ASSIGNED TASK
Copy out the data so that nothing differs from the original.

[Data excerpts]
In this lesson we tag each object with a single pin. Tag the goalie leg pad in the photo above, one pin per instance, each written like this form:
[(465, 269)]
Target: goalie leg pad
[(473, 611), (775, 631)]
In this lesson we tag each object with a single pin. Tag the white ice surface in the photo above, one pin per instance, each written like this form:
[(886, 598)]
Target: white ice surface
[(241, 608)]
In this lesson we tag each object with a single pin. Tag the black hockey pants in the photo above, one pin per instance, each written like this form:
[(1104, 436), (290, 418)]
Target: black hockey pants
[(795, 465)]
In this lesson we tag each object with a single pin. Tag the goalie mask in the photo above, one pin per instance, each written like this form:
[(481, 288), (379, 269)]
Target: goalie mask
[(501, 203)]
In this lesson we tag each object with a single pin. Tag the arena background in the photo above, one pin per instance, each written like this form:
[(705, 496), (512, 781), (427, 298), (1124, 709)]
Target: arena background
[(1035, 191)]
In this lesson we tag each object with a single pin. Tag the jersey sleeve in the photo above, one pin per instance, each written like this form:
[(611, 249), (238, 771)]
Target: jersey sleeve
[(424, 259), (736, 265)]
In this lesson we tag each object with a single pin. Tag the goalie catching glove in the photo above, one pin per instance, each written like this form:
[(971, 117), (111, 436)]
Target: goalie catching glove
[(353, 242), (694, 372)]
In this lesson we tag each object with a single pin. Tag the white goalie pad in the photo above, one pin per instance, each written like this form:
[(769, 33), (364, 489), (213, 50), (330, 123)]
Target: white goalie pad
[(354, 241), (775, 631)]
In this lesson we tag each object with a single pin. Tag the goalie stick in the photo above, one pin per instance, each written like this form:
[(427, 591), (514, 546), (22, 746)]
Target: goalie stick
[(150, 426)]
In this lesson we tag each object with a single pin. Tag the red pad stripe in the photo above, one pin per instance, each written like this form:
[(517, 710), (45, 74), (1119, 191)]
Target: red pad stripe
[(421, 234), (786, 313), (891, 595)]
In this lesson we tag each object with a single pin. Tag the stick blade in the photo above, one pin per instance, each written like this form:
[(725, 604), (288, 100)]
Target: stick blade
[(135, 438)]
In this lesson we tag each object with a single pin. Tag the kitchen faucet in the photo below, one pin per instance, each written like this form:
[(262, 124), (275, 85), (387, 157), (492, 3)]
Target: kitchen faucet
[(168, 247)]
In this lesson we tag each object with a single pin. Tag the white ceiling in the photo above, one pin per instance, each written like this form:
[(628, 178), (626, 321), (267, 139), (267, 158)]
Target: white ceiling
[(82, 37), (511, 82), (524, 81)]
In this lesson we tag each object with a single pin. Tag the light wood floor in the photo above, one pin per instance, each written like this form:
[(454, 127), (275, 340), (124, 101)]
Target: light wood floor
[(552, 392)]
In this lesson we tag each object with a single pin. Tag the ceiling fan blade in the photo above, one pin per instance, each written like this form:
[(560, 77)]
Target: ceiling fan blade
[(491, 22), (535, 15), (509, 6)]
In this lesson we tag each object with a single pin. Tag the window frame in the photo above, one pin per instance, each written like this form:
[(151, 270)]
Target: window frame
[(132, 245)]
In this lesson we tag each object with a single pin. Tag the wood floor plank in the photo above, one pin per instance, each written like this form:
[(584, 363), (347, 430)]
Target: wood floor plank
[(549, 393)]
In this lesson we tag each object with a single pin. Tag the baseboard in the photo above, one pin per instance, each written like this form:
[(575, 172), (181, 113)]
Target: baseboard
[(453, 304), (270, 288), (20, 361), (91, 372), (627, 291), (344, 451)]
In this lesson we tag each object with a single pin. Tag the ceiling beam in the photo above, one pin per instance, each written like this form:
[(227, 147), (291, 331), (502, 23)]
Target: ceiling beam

ANSWER SPACE
In this lesson we tag each object with a single pin. Tag the goalie leg pad in the photo above, one pin per instance, each written like this form:
[(465, 269)]
Target: goalie leg pad
[(473, 611), (775, 631)]
In this lesson we tag each object with a single pin. Tag the white ice surface in the photo above, one pin per instance, each written like this form:
[(886, 598)]
Target: white ice surface
[(241, 608)]
In this lesson we tag each object with a single pin. Tag the black hockey pants in the photo above, one pin per instance, each written like this form:
[(1104, 436), (290, 418)]
Target: black hockey pants
[(795, 465)]
In this lesson we tag each object with a single pin. Tag the goalie mask in the photo above, one pin per instance, each written like this form:
[(481, 288), (379, 269)]
Target: goalie mask
[(501, 203)]
In this lesson we tag each object with a single pin. Tag the arena background in the photo above, one pin per instance, each written like this form:
[(705, 496), (512, 781), (427, 298), (1124, 709)]
Target: arena background
[(1035, 191)]
In this lesson we tag each object with a single pin. Tag the jersey sleeve in the photo above, one pin per instance, each written like this form:
[(611, 249), (238, 771)]
Target: jersey sleeve
[(424, 259), (736, 265)]
In this lesson we tag each object with a single pin. Tag the goalie catching glove in the photo above, one pin per instance, each written like this form:
[(971, 117), (111, 436)]
Target: goalie catching glove
[(353, 242), (694, 372)]
In this lesson we tag each object with a single pin. Tag the white goalie pad in the photo above, one pin per instance, each written like this form:
[(769, 33), (364, 489), (213, 50), (330, 123)]
Target: white goalie pad
[(354, 241), (775, 631)]
In this lesson we tag each object with a single pin. Tag the goalie stick in the photo above, one pin per instance, each written like this form:
[(427, 591), (514, 546), (22, 746)]
Target: goalie stick
[(150, 426)]
In this lesson we tag each object with a single pin. Tag the red pad stripe in the photo above, one pin per instance, each written like this form:
[(517, 710), (45, 74), (1119, 191)]
Target: red pad stripe
[(421, 234), (786, 313), (891, 595)]
In this lesson we tag each object with a single pin. Tag the stick blade in the photo above, one pin per instance, each written like this form:
[(725, 604), (288, 100)]
Target: stick blade
[(135, 438)]
In this lesson we tag each object with a single pin. Tag the kitchen faucet in the photo below, one pin per instance, each written like this form:
[(262, 124), (275, 85), (387, 157), (492, 3)]
Target: kitchen faucet
[(168, 247)]
In this lesson we tag each object with a single pin. Tag the white ceiling in the photo above, one pin per instance, each written like this form:
[(628, 178), (626, 321), (267, 139), (267, 158)]
Target: white ceiling
[(82, 37), (511, 82), (524, 81)]
In this lesson we tag each object with a single pin. Tag the light wood floor in the photo above, one pin per instance, each written like this form:
[(454, 127), (275, 340), (124, 101)]
Target: light wood floor
[(552, 392)]
In this lesson we tag each object with a single pin. Tag the ceiling fan blade in the photo above, one pin per instance, each written like this form:
[(560, 77)]
Target: ceiling fan blade
[(491, 22), (535, 15), (509, 6)]
In this lesson we tag each object with a single pin. Tag the window frame in the photo above, one pin per instance, each written like this form:
[(151, 270)]
Target: window frame
[(132, 245)]
In this lesson we tag each object with a single pin. Tag the wood floor plank in the photo above, one pin per instance, each written like this form:
[(584, 363), (347, 430)]
Target: wood floor plank
[(549, 393)]
In this lesson we tag each object with a single pin. Tag the baseboard in the photo above, one pin per instance, each written like this form:
[(575, 172), (181, 113)]
Target: baseboard
[(453, 304), (270, 288), (20, 361), (91, 372), (627, 291), (344, 451)]
In this lesson we tag each object with a single pin. Tag the ceiling beam in the photo above, one pin per instance, each written like this form:
[(227, 147), (291, 331), (502, 23)]
Target: ceiling beam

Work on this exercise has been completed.